BEGIN PASSAGE

But I don't believe the additional two are a sure thing yet.


----------



## newfin (7 Jul 2006)

On the Cadet World site there is a picture of an Orca sitting outdoors just afterit has been painted.  www.cadet-world.com

I will try to attach the photo

Sorry can't figure out how to do it.  If anyone wants to give me any tips then I can try again.


----------



## navymich (7 Jul 2006)

Torlyn, where are you getting your information from?  Is it based on what the school is telling you about your training for the year?  As well as the info about the additional two.  Just wondering if any of that is in print and formal yet, or just stronger RUMINT.

Newfin, where in your link is the picture at?  Although, anyone from CFB Esquimalt will already have seen one....she's looking really sharp.


----------



## Sub_Guy (7 Jul 2006)

http://www.cdnmilitary.ca/articles/orcaTrainingVessel.htm


There is a pic of it in the middle of the article


----------



## Torlyn (7 Jul 2006)

navymich said:
			
		

> Torlyn, where are you getting your information from?  Is it based on what the school is telling you about your training for the year?  As well as the info about the additional two.  Just wondering if any of that is in print and formal yet, or just stronger RUMINT.
> 
> Newfin, where in your link is the picture at?  Although, anyone from CFB Esquimalt will already have seen one....she's looking really sharp.



The delivery date came from a message given on parade by our CO.  After that, I haven't heard much about it since.  If I hear more, I'll post.  And yeah, I've seen them out of the water at Vic Ships (over by the CFSA) and they do look quite sharp.  Mind you, given that I'm on SLT, spending time on a YAG would be sharp right now...  

T


----------



## newfin (13 Jul 2006)

Does anyone have any other photos or know of where I can view some.  These are the first new vessels for the Navy in a long time and they are important ones.  I can't wait to see them in the water!  One of the posters on the Cadet World forum mentioned that she had taken pictures of the interior.  Also, does anyone know how many are being constructed right now?  What about naming them?  Will they be given numbers or have a "class" name associated with them?


----------



## Navy_Blue (13 Jul 2006)

END PASSAGE

[STATED PROBLEM]
Could you write the next part of the forum thread on the Navy's new Orca training vessels, picking up after its final line? The records that come next are from a different source than the thread.

BEGIN SUPPLIED RECORDS

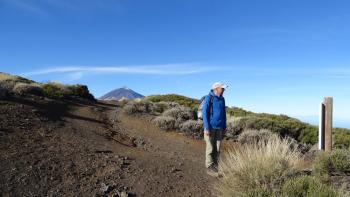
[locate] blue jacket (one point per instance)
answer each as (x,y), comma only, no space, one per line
(217,119)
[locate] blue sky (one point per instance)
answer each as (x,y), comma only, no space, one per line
(277,56)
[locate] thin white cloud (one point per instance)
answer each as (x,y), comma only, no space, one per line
(167,69)
(29,6)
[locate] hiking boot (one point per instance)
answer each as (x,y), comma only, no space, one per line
(212,171)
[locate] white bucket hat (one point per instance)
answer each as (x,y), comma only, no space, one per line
(219,85)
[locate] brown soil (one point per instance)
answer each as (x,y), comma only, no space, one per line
(51,148)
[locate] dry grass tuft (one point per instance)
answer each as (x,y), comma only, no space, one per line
(258,169)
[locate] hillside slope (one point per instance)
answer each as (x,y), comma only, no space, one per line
(50,147)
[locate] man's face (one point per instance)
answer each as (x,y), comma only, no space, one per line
(220,91)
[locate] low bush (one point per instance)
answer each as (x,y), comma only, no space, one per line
(28,88)
(337,161)
(141,106)
(180,114)
(181,100)
(192,127)
(52,90)
(165,122)
(255,136)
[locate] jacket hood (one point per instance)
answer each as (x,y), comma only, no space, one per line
(213,94)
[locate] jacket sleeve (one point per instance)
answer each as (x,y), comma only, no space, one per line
(225,120)
(206,113)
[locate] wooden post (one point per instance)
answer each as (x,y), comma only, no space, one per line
(328,126)
(321,128)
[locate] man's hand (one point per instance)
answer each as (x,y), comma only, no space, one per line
(224,133)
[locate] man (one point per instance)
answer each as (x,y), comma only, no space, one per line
(214,120)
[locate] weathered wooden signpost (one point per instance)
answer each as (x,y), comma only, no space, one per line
(326,124)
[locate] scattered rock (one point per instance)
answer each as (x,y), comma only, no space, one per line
(3,93)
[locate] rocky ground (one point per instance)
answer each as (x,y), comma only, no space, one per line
(71,148)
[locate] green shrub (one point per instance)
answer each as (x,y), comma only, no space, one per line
(182,100)
(180,114)
(255,136)
(192,127)
(306,186)
(140,106)
(81,91)
(54,91)
(337,161)
(165,122)
(341,138)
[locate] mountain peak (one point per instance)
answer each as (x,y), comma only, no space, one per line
(122,93)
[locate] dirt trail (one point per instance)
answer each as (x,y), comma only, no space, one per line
(81,152)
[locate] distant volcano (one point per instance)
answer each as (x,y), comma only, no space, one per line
(121,94)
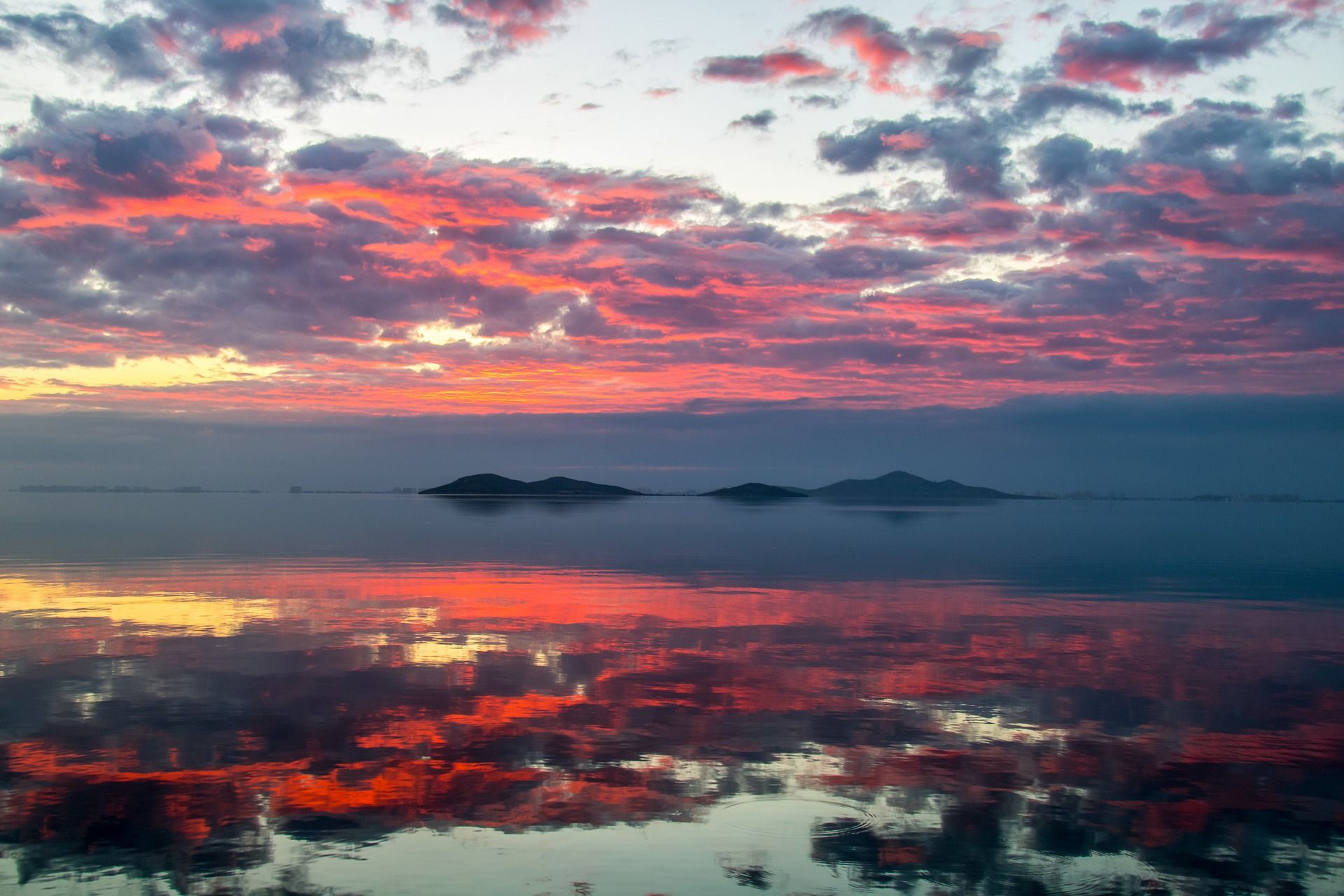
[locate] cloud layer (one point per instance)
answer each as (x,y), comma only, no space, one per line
(188,258)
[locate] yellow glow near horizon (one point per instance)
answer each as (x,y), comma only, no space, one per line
(18,383)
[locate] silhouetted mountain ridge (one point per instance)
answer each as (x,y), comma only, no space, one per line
(756,491)
(901,485)
(493,485)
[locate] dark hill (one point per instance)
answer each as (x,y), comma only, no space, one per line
(907,486)
(492,485)
(756,491)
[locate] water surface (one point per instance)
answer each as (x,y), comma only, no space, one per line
(402,695)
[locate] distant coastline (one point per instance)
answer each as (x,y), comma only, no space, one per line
(488,485)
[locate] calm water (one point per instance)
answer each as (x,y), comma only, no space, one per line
(403,695)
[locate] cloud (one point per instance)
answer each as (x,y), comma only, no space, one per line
(239,49)
(1124,55)
(757,121)
(128,48)
(781,65)
(971,149)
(872,39)
(355,274)
(955,55)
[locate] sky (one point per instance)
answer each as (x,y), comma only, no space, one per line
(857,232)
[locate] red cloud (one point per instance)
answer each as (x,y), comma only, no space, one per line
(766,67)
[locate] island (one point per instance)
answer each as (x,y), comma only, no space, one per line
(756,492)
(907,486)
(496,486)
(899,486)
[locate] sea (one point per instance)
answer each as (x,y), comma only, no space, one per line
(406,695)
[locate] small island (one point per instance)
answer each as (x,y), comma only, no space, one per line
(495,486)
(756,492)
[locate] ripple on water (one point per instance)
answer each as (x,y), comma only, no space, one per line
(796,816)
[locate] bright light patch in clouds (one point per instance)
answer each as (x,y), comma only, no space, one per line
(74,381)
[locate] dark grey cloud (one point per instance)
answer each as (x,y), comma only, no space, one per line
(128,48)
(239,48)
(500,27)
(1040,101)
(1124,54)
(971,149)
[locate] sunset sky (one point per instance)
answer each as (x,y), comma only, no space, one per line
(257,216)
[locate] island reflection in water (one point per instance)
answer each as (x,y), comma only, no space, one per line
(344,727)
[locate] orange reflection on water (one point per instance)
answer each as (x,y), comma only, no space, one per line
(169,707)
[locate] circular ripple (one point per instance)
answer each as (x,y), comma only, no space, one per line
(796,817)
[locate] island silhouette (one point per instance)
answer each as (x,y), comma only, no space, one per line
(493,485)
(892,486)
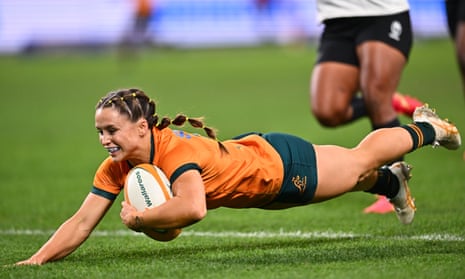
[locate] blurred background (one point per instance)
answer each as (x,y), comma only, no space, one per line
(31,25)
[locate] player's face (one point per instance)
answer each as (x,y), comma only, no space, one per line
(118,135)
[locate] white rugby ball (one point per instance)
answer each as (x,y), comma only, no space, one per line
(146,186)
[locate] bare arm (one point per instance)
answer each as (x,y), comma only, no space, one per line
(187,206)
(73,232)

END SUPPLIED RECORDS

[SOLVED EXERCISE]
They are going to look like baby MCDV's in the water really with no guns and alittle faster.  I'm more curious as to who will man these things.  They are going to be a little more of a handful machinery wise than the old YAGs from the looks of it.  Do we think any of them will make it out east??


----------



## navymich (13 Jul 2006)

newfin, google is your friend.  Here are just a few links that came up when I entered "Orca Class": 

http://en.wikipedia.org/wiki/Orca_class_training_vessel
http://www.forces.gc.ca/site/newsroom/view_news_e.asp?id=1509
http://www.ctv.ca/servlet/ArticleNews/story/CTVNews/20041108/navy_newvessels_20041108?s_name=&no_ads=

I also know that there is more about them on these boards too.


----------



## newfin (13 Jul 2006)

Navymich - those sites you show do not offer much in terms of new info.  I have visited them all a hundred times.  For real up-to-the-minute kind of info I am looking for army.ca is the only place.  Re-reading the press release from DND from Nove 2004 is of little value now.  I was hoping that some of the Navy service people had taken more photos of the vessel as it sits outdoors at Vicships.


----------



## navymich (13 Jul 2006)

newfin said:
			
		

> Navymich - those sites you show do not offer much in terms of new info.  I have visited them all a hundred times.  For real up-to-the-minute kind of info I am looking for army.ca is the only place.  Re-reading the press release from DND from Nove 2004 is of little value now.  I was hoping that some of the Navy service people had taken more photos of the vessel as it sits outdoors at Vicships.



Newfin, those are only a selection of sites out there.  Have you searched for more?  I know I have seen more around, with greater detail including naming and such, so I'm sure they are out there.  I'm not going to do your legwork for you, as I don't know anymore then what I have seen or heard...RUMINT 1st class on most of it.  On that note, I am sure there are others around the board here to help out with more information as well, but if it isn't on the web or DIN, then it is all going to be heresay too.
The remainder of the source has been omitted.